Try it: Go through the data below. List every line that holds the word "large".

Material supplied:
[Start of section]
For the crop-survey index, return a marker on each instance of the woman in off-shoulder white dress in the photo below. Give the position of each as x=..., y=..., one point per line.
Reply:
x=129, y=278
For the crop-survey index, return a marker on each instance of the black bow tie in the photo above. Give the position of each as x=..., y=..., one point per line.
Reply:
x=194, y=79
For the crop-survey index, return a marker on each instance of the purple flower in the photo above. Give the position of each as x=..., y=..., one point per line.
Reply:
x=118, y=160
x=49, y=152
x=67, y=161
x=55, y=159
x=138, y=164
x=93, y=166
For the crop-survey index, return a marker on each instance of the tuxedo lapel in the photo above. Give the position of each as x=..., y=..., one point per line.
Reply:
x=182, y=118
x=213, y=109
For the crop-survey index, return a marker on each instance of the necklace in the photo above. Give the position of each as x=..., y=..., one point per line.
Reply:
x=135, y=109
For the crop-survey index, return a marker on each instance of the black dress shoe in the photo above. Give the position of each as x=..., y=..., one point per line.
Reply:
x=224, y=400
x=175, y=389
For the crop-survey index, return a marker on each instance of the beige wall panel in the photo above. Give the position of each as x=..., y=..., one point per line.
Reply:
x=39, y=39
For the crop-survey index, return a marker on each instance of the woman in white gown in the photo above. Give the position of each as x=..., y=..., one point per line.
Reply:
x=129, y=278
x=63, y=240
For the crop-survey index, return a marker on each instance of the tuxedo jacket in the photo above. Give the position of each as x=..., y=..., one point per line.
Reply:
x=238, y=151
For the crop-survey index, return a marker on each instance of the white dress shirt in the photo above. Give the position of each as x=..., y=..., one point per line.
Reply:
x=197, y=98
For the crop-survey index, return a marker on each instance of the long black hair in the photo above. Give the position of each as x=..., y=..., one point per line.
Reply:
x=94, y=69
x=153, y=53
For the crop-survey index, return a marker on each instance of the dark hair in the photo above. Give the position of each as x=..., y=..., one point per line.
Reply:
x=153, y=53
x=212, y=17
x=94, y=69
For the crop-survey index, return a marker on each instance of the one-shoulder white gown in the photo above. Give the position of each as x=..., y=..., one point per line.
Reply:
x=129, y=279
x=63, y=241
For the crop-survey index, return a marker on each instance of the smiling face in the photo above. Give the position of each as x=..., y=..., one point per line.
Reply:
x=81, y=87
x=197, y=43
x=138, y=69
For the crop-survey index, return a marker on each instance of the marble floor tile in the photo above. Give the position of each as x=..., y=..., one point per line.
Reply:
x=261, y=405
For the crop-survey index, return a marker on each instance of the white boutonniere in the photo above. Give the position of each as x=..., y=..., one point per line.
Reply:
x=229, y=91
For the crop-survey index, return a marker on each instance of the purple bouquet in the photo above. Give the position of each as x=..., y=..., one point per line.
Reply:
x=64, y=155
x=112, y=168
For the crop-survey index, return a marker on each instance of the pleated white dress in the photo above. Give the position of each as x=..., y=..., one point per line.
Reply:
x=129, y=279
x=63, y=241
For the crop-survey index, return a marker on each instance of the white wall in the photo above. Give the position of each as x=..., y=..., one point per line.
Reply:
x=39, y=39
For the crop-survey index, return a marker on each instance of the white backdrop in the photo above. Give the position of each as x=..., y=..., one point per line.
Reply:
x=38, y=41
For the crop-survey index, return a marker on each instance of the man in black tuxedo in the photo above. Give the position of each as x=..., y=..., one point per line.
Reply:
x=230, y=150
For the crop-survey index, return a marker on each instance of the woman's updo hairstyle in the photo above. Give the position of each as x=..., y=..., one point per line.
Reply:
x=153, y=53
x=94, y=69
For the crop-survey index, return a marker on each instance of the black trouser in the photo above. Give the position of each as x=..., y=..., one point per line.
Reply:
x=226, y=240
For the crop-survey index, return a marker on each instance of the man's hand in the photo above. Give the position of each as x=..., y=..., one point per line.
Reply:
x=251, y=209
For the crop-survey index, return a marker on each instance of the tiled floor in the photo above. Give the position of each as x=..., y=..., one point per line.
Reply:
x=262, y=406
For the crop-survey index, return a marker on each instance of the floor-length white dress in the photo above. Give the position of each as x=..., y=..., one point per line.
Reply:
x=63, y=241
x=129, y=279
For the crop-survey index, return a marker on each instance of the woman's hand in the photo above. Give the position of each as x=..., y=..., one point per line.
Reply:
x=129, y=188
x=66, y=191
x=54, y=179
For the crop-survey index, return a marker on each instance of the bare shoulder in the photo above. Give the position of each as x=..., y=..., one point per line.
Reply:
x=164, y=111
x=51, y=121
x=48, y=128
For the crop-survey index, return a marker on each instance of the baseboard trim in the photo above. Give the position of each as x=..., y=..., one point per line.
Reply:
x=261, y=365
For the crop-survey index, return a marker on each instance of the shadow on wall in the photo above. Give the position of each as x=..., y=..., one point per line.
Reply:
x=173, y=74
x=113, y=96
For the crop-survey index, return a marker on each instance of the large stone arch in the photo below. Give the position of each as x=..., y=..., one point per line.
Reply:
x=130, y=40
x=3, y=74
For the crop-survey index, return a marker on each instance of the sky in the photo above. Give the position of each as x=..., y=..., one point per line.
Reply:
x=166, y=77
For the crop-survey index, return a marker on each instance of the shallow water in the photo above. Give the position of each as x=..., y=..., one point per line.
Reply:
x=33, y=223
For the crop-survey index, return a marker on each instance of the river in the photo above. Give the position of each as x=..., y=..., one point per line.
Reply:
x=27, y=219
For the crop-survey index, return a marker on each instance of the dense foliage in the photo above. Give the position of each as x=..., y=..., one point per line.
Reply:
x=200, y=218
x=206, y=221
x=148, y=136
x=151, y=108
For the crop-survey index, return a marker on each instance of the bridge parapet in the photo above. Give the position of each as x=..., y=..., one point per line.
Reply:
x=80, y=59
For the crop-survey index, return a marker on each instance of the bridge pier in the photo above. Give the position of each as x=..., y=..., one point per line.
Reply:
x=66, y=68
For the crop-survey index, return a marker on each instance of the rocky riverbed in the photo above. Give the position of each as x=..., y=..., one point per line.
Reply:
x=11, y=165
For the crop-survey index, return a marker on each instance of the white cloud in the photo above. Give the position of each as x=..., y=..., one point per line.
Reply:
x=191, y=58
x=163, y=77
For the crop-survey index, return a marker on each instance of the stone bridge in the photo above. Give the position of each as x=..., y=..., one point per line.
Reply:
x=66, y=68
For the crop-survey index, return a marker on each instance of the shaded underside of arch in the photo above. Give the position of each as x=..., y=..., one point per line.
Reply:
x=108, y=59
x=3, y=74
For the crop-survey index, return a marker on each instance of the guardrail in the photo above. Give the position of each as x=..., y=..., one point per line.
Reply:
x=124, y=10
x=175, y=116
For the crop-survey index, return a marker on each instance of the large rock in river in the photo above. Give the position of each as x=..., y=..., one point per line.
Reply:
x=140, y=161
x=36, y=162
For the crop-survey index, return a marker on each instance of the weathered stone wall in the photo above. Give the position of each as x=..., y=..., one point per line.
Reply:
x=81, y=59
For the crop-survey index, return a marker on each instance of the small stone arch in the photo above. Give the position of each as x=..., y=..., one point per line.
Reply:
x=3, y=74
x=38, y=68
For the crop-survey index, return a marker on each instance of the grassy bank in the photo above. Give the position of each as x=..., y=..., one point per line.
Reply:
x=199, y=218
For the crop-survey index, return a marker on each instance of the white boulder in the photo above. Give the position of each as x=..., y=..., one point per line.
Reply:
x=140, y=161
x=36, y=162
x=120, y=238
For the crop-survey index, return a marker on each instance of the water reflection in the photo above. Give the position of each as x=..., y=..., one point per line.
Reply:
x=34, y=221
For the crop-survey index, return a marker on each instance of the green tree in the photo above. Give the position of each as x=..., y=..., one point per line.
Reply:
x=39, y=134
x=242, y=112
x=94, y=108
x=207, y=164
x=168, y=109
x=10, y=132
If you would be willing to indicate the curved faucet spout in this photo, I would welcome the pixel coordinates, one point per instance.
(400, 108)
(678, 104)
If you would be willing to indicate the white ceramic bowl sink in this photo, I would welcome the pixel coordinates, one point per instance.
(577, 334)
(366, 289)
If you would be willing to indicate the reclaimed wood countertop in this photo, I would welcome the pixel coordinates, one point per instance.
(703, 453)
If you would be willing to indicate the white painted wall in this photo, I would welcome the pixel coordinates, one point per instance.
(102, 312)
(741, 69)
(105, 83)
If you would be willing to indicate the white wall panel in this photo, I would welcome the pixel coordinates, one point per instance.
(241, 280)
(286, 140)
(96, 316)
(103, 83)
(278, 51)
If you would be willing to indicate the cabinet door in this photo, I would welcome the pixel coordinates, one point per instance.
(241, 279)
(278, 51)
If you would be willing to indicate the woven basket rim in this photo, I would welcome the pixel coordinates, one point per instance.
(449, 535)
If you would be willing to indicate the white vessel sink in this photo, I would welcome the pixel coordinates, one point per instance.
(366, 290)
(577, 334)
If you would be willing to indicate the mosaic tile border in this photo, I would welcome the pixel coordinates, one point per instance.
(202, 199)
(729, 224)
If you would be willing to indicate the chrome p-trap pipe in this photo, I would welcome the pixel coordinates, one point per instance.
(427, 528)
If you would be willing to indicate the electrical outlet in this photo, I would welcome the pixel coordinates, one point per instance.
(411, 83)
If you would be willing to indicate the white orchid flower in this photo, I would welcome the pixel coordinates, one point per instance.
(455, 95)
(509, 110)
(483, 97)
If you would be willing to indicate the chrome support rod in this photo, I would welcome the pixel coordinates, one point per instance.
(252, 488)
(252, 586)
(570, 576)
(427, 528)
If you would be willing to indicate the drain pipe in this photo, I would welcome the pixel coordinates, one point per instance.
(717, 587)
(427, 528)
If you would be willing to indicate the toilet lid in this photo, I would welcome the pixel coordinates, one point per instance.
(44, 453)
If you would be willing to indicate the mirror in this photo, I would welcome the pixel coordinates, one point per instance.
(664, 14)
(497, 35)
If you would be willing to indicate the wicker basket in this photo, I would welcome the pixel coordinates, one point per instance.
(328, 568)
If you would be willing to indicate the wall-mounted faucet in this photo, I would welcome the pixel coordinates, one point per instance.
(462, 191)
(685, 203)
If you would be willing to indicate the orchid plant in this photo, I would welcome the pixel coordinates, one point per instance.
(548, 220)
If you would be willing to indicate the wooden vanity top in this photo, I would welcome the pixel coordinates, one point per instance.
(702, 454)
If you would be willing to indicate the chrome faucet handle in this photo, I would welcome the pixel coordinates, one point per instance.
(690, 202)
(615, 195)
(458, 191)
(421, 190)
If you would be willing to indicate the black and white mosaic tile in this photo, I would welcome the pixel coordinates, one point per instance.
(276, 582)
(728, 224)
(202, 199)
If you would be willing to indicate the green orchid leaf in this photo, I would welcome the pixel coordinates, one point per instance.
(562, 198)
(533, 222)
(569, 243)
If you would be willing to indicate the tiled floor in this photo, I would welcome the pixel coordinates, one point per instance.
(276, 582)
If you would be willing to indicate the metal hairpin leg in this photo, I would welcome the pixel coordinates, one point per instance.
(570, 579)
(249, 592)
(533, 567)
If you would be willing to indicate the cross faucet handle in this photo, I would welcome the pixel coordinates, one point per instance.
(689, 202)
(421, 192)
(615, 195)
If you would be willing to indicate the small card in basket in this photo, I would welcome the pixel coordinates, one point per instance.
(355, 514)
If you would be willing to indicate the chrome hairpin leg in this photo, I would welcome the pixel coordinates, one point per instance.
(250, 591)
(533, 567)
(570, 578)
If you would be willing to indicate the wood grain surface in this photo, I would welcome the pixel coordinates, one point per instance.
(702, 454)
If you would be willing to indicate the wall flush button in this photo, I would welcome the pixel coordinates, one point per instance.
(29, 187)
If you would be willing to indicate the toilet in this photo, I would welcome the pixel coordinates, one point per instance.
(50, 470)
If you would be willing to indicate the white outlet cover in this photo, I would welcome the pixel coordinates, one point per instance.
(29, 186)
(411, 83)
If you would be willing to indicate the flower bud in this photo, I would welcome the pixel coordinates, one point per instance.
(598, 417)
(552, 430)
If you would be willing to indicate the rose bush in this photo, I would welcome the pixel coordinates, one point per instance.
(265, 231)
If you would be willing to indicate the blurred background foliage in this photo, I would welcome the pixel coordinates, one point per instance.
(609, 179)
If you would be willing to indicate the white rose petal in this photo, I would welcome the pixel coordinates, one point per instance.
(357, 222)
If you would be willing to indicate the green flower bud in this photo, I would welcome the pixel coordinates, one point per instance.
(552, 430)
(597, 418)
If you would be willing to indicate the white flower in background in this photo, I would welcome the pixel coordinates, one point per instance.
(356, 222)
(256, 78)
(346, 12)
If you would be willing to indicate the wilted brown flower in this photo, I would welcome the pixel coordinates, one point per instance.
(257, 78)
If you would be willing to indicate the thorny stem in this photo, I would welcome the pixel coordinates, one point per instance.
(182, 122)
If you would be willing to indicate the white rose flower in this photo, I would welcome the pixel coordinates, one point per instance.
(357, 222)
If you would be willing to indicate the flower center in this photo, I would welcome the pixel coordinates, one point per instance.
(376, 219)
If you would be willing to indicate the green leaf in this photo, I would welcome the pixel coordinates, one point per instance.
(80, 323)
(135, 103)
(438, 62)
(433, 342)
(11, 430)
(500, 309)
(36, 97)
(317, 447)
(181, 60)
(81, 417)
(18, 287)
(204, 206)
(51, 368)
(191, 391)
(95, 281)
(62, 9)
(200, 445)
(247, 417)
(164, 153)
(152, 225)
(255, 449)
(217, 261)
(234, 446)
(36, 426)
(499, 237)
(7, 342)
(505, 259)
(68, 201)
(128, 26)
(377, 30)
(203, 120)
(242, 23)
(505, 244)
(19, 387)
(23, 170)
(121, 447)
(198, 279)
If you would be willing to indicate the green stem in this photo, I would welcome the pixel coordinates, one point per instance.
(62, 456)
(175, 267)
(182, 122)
[End of section]
Your solution:
For the crop-survey index, return a marker on each instance of the large stone arch in the photo below. Give the position of each as x=..., y=..., one point per line.
For the crop-survey index, return a marker on each instance of the large rock in river in the photo above. Give the position of each as x=..., y=..., one point per line.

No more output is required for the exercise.